• TAREFAS PROPOSTAS:
**A)** Liste todas as pessoas citadas pelo nome no texto sobre o pênalti de Breitner.
**B)** Retome, por favor, o texto sobre o pênalti de Breitner e dê continuidade a ele a partir da última frase apresentada.

Nosso camisa 1 brilharia mais. Perto do final da partida, pênalti para a Alemanha. Quem era o barbudo que se posicionou para cobrar? Ele, Paul Breitner. Dizia-se que nunca havia desperdiçado uma única penalidade em toda a sua vida, incluindo as peladas que jogava com seus companheiros de militância nas hostes maoístas. Zico contaria, no final do jantar, que pensou em falar para Waldir que Breitner chutaria no canto direito, como na decisão da Copa de 74, mas preferiu ficar quieto porque, numa dessas, o homem mudaria de ideia e o goleiro pularia para o lado errado. Só que Waldir lembrou-se da mesma coisa, como se fosse transmissão de pensamento, voou para a direita e espalmou.

Houve um mar de abraços e comemoração. O árbitro inglês Clive White, porém, viu que ele havia se adiantado e mandou repetir. “Ele vai trocar de canto”, previu Waldir. Dito e feito. Foi para o lado esquerdo e pegou de novo. Mais uma vez, mexeu-se antes da hora. O juiz validou o lance. “E você acha que ele teria coragem de mandar o Breitner bater três vezes?”, diria depois. Virou um herói, como – passados longos 33 anos – Júlio César diante do Chile e o holandês Krul frente a Costa Rica.

• DADOS FORNECIDOS:
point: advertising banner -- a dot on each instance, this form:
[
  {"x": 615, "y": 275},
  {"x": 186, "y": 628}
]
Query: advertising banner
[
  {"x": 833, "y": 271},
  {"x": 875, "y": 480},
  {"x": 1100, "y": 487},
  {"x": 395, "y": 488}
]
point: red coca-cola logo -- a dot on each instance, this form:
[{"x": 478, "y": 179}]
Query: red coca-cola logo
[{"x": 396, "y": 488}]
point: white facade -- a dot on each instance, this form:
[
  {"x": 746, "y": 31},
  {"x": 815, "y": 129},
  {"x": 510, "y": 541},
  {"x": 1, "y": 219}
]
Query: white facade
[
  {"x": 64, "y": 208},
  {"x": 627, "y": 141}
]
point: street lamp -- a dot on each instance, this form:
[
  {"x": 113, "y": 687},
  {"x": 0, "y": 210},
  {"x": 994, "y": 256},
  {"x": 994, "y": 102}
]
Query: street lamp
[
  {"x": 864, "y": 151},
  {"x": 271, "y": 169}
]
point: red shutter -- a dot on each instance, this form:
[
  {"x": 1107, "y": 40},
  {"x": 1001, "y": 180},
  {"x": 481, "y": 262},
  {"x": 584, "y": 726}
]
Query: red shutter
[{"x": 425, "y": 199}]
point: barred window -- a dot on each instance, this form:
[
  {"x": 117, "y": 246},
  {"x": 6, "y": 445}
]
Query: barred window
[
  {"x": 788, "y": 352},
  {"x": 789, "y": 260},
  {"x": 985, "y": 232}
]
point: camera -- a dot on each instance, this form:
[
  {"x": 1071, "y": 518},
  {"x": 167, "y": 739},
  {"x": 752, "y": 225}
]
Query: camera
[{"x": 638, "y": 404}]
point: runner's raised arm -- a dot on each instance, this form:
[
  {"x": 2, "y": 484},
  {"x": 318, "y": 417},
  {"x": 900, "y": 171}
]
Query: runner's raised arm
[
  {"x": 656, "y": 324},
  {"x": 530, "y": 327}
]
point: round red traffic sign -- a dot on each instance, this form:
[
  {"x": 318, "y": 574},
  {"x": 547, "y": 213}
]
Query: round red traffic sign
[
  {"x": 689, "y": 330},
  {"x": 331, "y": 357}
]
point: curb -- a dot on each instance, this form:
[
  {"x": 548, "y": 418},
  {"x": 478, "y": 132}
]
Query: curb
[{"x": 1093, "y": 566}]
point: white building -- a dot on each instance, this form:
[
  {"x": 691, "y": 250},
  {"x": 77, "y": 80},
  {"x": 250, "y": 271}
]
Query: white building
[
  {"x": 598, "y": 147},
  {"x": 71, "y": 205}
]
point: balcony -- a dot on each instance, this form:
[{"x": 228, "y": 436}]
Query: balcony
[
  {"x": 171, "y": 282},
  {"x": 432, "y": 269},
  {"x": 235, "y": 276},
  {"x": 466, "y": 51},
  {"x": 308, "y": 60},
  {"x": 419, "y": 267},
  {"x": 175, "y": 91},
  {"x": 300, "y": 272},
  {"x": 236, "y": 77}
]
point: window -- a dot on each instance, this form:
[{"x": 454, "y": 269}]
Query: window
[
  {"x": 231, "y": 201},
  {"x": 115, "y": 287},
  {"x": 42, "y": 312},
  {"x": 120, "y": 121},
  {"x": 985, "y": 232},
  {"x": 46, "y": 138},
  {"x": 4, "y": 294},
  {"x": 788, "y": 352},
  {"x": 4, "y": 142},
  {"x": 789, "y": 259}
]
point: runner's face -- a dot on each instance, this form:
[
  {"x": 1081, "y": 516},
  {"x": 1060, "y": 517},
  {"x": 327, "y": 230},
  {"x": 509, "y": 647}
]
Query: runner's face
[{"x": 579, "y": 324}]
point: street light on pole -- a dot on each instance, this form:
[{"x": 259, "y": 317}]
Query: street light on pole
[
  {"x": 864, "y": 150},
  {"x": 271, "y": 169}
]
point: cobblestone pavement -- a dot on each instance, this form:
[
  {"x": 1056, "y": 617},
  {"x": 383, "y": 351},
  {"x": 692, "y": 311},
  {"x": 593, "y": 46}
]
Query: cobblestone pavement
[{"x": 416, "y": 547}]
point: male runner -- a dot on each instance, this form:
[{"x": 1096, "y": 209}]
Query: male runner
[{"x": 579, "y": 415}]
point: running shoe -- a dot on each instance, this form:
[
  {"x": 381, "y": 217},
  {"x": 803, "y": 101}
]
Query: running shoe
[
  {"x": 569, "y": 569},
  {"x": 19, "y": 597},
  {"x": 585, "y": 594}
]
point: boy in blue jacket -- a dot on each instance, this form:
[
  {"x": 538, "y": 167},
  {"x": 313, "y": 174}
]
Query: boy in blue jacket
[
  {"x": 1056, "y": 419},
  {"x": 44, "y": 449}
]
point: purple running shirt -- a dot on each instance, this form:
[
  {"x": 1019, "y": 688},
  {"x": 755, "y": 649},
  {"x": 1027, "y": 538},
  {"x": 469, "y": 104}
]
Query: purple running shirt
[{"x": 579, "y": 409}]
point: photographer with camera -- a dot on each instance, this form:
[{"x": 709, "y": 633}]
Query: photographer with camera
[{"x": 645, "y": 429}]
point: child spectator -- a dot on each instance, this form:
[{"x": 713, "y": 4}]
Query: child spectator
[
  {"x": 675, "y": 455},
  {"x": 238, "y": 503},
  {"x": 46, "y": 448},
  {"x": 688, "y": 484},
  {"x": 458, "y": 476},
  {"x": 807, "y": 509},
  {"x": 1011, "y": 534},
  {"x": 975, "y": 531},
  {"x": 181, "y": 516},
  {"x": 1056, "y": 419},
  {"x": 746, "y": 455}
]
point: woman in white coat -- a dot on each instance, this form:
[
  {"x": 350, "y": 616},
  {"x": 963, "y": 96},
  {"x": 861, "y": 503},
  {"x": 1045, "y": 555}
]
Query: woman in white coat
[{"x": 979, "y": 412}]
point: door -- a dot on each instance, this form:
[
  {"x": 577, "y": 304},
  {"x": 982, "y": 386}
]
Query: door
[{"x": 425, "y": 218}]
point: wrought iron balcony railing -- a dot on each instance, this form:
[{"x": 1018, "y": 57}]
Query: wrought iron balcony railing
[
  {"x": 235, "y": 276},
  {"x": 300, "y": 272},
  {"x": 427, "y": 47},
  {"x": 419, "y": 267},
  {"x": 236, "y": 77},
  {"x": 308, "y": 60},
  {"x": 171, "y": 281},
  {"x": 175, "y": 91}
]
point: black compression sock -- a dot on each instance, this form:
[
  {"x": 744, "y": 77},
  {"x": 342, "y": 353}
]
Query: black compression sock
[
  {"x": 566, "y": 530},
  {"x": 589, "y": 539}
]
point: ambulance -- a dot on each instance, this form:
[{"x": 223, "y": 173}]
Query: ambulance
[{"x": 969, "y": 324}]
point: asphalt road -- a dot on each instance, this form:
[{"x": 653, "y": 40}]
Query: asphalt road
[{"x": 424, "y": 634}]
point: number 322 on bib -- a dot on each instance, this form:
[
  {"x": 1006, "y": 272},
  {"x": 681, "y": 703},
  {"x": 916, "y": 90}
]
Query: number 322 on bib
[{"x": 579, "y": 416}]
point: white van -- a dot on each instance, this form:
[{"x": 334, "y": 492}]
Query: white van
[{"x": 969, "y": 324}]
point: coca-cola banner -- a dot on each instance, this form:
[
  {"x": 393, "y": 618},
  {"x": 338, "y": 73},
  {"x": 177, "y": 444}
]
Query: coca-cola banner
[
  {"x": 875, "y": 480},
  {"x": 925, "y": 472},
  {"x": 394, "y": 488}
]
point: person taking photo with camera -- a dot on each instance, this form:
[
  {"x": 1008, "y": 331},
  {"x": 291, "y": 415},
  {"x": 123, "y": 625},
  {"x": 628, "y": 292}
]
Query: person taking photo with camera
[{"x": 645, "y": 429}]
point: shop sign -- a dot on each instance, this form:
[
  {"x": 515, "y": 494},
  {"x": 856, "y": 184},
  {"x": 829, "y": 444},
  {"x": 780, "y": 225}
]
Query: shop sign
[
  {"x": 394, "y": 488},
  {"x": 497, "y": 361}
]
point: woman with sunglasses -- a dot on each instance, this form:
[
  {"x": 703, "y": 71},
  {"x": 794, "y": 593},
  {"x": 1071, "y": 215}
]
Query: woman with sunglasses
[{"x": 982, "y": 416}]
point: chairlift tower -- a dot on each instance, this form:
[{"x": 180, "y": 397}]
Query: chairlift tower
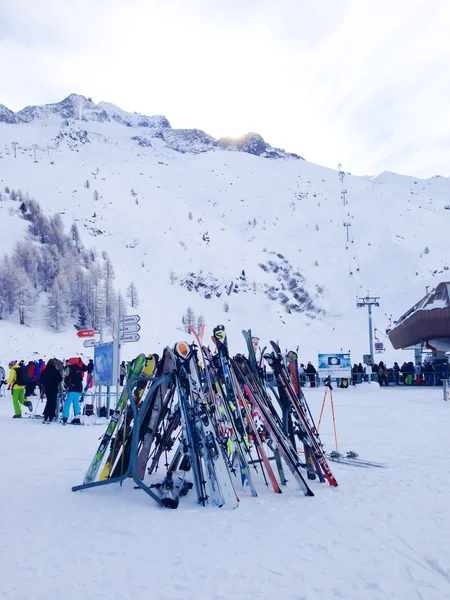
[
  {"x": 369, "y": 301},
  {"x": 347, "y": 225}
]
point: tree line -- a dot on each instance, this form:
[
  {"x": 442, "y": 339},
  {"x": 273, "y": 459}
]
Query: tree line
[{"x": 52, "y": 271}]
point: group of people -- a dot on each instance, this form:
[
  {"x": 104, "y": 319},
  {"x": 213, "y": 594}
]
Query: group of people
[
  {"x": 421, "y": 373},
  {"x": 50, "y": 379}
]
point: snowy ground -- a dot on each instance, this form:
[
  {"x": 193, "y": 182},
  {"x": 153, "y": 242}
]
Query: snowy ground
[{"x": 382, "y": 534}]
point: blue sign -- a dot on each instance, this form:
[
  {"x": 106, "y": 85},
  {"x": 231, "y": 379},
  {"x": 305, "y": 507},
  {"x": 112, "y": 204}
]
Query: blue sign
[
  {"x": 335, "y": 365},
  {"x": 104, "y": 364}
]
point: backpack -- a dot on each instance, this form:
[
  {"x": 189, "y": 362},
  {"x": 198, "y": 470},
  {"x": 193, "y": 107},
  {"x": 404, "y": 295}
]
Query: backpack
[{"x": 22, "y": 376}]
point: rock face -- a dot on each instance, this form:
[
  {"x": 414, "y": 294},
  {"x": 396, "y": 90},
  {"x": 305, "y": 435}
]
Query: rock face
[
  {"x": 195, "y": 141},
  {"x": 253, "y": 143}
]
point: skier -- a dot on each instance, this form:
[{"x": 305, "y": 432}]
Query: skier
[
  {"x": 38, "y": 370},
  {"x": 90, "y": 375},
  {"x": 311, "y": 372},
  {"x": 418, "y": 373},
  {"x": 74, "y": 384},
  {"x": 123, "y": 372},
  {"x": 31, "y": 384},
  {"x": 301, "y": 373},
  {"x": 50, "y": 380},
  {"x": 2, "y": 379},
  {"x": 396, "y": 370},
  {"x": 147, "y": 371},
  {"x": 17, "y": 382}
]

• RESPOSTAS ESPERADAS:
**A)** Paul Breitner, Zico, Waldir, Clive White, Júlio César, Krul

**B)**
Felizes e orgulhosos, os jogadores brasileiros iriam rever vários lances do jogo antes de dormir. A certa altura, quando a Alemanha ganhava e o Brasil tocava a bola com calma e categoria, Sócrates ouviu Telê comentar: “Time que joga com essa tranquilidade não pode perder para ninguém”. Não seria assim em 1982, infelizmente, mas naquele momento – e futebol é momento – a seleção, como na música João e Maria, de Chico Buarque e Sivuca, enfrentava os batalhões, os alemães e seus canhões. Derrotou-os – e por que, nesta terça-feira em Belo Horizonte, superando as adversidades, não poderá derrotá-los mais uma vez?